■ Required work
The data is to be reproduced in full and without error.

■ Information given

————————

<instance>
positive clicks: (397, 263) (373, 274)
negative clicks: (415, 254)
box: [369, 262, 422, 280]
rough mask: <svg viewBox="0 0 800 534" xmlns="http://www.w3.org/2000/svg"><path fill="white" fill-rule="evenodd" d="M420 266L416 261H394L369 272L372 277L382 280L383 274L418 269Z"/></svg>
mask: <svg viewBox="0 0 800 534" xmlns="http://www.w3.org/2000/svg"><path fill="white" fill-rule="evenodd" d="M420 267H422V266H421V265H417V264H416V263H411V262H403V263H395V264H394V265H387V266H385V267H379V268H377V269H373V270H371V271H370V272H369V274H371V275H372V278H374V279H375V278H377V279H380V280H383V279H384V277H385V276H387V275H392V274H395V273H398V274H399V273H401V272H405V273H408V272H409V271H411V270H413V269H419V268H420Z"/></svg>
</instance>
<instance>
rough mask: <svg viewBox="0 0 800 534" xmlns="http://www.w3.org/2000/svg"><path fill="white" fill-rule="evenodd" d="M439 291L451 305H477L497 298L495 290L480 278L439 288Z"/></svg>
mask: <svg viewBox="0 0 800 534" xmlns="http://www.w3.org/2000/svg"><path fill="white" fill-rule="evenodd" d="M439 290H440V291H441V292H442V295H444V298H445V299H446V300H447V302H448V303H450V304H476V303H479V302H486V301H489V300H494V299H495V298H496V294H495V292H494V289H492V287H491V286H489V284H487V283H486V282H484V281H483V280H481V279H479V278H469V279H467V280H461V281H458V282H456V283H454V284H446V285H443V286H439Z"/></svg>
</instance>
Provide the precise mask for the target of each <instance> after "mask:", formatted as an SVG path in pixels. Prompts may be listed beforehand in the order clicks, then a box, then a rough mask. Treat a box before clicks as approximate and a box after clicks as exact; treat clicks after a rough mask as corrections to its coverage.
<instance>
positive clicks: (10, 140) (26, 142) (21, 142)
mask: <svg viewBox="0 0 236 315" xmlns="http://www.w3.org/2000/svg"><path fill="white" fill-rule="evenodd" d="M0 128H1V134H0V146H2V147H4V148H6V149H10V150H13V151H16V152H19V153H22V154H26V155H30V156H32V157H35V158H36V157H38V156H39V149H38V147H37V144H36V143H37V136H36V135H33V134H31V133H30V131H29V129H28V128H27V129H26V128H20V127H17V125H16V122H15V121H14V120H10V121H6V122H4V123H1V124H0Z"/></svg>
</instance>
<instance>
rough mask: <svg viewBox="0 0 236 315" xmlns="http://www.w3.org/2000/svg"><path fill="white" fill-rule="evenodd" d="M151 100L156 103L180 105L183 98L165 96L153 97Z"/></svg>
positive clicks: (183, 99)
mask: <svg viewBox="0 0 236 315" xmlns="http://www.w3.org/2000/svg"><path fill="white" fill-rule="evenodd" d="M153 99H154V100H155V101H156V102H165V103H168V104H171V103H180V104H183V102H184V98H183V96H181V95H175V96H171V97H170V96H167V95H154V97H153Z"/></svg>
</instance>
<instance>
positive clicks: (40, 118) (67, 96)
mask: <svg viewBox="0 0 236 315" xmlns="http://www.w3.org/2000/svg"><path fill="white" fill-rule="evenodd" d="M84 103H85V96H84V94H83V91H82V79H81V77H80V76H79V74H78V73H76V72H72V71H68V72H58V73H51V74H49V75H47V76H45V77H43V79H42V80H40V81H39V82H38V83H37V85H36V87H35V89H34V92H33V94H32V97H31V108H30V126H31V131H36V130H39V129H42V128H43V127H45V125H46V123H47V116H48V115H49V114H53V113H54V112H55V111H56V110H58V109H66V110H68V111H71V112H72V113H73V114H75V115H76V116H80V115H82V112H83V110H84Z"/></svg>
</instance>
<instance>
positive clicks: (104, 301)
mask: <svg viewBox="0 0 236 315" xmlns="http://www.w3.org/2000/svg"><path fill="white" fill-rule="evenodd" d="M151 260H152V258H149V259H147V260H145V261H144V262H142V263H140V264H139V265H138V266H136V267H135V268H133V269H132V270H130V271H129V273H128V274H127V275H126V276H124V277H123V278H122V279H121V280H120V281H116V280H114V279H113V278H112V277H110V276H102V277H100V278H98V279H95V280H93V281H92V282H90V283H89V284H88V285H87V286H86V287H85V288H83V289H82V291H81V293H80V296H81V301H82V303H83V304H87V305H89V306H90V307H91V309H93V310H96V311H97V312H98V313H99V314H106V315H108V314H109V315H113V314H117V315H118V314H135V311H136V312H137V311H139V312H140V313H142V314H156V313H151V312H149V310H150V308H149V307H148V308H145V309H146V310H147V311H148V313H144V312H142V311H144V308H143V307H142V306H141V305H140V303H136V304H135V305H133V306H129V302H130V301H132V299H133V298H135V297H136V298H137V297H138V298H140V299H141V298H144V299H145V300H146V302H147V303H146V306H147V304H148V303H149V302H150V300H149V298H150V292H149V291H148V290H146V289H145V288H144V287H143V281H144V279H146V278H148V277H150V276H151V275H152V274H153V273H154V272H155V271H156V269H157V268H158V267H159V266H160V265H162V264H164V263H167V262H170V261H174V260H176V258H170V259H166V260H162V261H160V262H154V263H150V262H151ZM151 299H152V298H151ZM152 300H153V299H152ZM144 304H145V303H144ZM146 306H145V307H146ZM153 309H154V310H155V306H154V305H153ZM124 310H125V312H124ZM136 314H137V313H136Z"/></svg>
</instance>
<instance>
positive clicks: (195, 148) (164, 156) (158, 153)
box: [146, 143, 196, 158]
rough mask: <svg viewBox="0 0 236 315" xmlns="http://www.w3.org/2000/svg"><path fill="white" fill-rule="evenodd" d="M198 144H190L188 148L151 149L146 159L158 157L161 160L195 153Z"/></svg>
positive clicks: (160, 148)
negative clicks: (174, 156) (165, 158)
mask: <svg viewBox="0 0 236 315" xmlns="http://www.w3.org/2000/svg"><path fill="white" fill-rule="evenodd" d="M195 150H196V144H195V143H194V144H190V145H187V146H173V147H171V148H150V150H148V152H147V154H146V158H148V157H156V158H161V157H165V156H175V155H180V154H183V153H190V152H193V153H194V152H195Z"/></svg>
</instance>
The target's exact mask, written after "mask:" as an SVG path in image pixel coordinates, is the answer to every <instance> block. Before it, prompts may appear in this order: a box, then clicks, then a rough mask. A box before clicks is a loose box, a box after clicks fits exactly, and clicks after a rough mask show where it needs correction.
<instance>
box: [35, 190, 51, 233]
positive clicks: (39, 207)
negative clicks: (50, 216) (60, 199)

————————

■ Solution to this exercise
<instance>
positive clicks: (397, 263) (373, 274)
negative clicks: (415, 254)
box: [369, 262, 422, 280]
rough mask: <svg viewBox="0 0 800 534" xmlns="http://www.w3.org/2000/svg"><path fill="white" fill-rule="evenodd" d="M420 266L416 261H394L369 272L372 277L382 280L383 274L418 269Z"/></svg>
mask: <svg viewBox="0 0 800 534" xmlns="http://www.w3.org/2000/svg"><path fill="white" fill-rule="evenodd" d="M420 267H422V266H421V265H417V264H416V263H411V262H403V263H395V264H394V265H387V266H385V267H379V268H377V269H373V270H371V271H370V272H369V274H371V275H372V278H374V279H375V278H377V279H380V280H383V279H384V277H385V276H387V275H392V274H395V273H398V274H399V273H401V272H405V273H408V272H409V271H411V270H413V269H419V268H420Z"/></svg>
</instance>
<instance>
rough mask: <svg viewBox="0 0 800 534" xmlns="http://www.w3.org/2000/svg"><path fill="white" fill-rule="evenodd" d="M439 291L451 305H477L497 298L495 290L480 278L439 288Z"/></svg>
mask: <svg viewBox="0 0 800 534" xmlns="http://www.w3.org/2000/svg"><path fill="white" fill-rule="evenodd" d="M439 290H440V291H441V292H442V295H444V298H445V299H446V300H447V302H448V303H450V304H476V303H479V302H486V301H489V300H494V299H495V298H496V294H495V292H494V289H492V287H491V286H489V284H487V283H486V282H484V281H483V280H481V279H479V278H469V279H467V280H461V281H458V282H456V283H454V284H446V285H443V286H439Z"/></svg>
</instance>
Provide the precise mask for the target of each <instance> after "mask:", formatted as an SVG path in pixels. Prompts may be listed beforehand in the order clicks, then a box, then a rough mask. Treat a box before clicks as approximate and a box after clicks as exact; treat clicks after a rough mask as corrections to its coverage.
<instance>
positive clicks: (10, 140) (26, 142) (21, 142)
mask: <svg viewBox="0 0 236 315" xmlns="http://www.w3.org/2000/svg"><path fill="white" fill-rule="evenodd" d="M0 128H1V134H0V146H2V147H4V148H6V149H10V150H13V151H16V152H19V153H22V154H26V155H30V156H32V157H35V158H36V157H38V156H39V149H38V147H37V144H36V143H37V136H36V135H33V134H31V133H30V131H29V129H28V128H27V129H26V128H20V127H17V125H16V122H15V121H14V120H10V121H6V122H4V123H1V124H0Z"/></svg>
</instance>
<instance>
rough mask: <svg viewBox="0 0 236 315" xmlns="http://www.w3.org/2000/svg"><path fill="white" fill-rule="evenodd" d="M151 100L156 103L180 105L183 98L165 96L153 97Z"/></svg>
positive clicks: (183, 99)
mask: <svg viewBox="0 0 236 315" xmlns="http://www.w3.org/2000/svg"><path fill="white" fill-rule="evenodd" d="M153 99H154V100H155V101H156V102H165V103H168V104H171V103H180V104H183V102H184V98H183V96H181V95H175V96H171V97H170V96H167V95H154V97H153Z"/></svg>
</instance>
<instance>
positive clicks: (40, 118) (67, 96)
mask: <svg viewBox="0 0 236 315" xmlns="http://www.w3.org/2000/svg"><path fill="white" fill-rule="evenodd" d="M84 103H85V96H84V94H83V91H82V79H81V77H80V76H79V74H78V73H76V72H72V71H68V72H58V73H51V74H49V75H47V76H45V77H43V79H42V80H40V81H39V82H38V83H37V85H36V87H35V89H34V92H33V94H32V97H31V108H30V126H31V131H36V130H39V129H42V128H43V127H45V125H46V123H47V116H48V115H49V114H53V113H54V112H55V111H56V110H58V109H66V110H68V111H71V112H72V113H73V114H75V115H76V116H80V115H82V112H83V110H84Z"/></svg>
</instance>
<instance>
positive clicks: (104, 301)
mask: <svg viewBox="0 0 236 315" xmlns="http://www.w3.org/2000/svg"><path fill="white" fill-rule="evenodd" d="M151 260H152V258H149V259H147V260H145V261H144V262H142V263H140V264H139V265H138V266H136V267H135V268H133V269H132V270H130V271H129V273H128V274H127V275H126V276H124V277H123V278H122V279H121V280H120V281H116V280H114V279H113V278H112V277H110V276H102V277H100V278H98V279H95V280H93V281H92V282H90V283H89V284H88V285H87V286H86V287H85V288H83V289H82V291H81V293H80V296H81V301H82V303H83V304H87V305H89V306H90V307H91V309H93V310H96V311H97V312H98V313H99V314H106V315H108V314H109V315H113V314H117V315H118V314H135V311H136V312H137V311H139V312H140V313H142V314H156V313H151V312H149V310H150V308H149V307H148V308H145V309H146V310H147V311H148V313H144V312H142V311H144V308H143V307H142V306H141V305H140V303H136V304H135V305H133V306H129V302H130V301H132V299H133V298H135V297H136V298H137V297H138V298H140V299H141V298H144V299H145V300H146V302H147V303H146V306H147V304H148V303H149V302H150V300H149V298H150V292H149V291H148V290H146V289H145V288H144V287H143V281H144V279H146V278H148V277H150V276H151V275H152V274H153V273H154V272H155V271H156V269H157V268H158V267H159V266H160V265H162V264H164V263H167V262H170V261H174V260H176V258H170V259H166V260H162V261H160V262H154V263H150V262H151ZM151 299H152V298H151ZM152 300H153V299H152ZM144 304H145V303H144ZM146 306H145V307H146ZM153 309H154V310H155V306H154V305H153ZM124 310H125V312H124ZM136 314H137V313H136Z"/></svg>
</instance>
<instance>
positive clicks: (195, 148) (164, 156) (158, 153)
box: [146, 143, 196, 158]
rough mask: <svg viewBox="0 0 236 315" xmlns="http://www.w3.org/2000/svg"><path fill="white" fill-rule="evenodd" d="M198 144H190L188 148L151 149L146 159L158 157L161 160L195 153Z"/></svg>
positive clicks: (160, 148)
negative clicks: (174, 156) (165, 158)
mask: <svg viewBox="0 0 236 315" xmlns="http://www.w3.org/2000/svg"><path fill="white" fill-rule="evenodd" d="M195 150H196V144H195V143H194V144H190V145H187V146H173V147H171V148H150V150H148V152H147V154H146V158H148V157H156V158H161V157H165V156H175V155H180V154H183V153H190V152H193V153H194V152H195Z"/></svg>
</instance>
The target's exact mask, written after "mask:" as an SVG path in image pixel coordinates, is the answer to every <instance> block. Before it, prompts may appear in this order: a box, then clicks, then a rough mask. A box before clicks is a loose box, a box after clicks fits exactly, and clicks after a rough mask show where it needs correction.
<instance>
box: [35, 190, 51, 233]
positive clicks: (39, 207)
negative clicks: (50, 216) (60, 199)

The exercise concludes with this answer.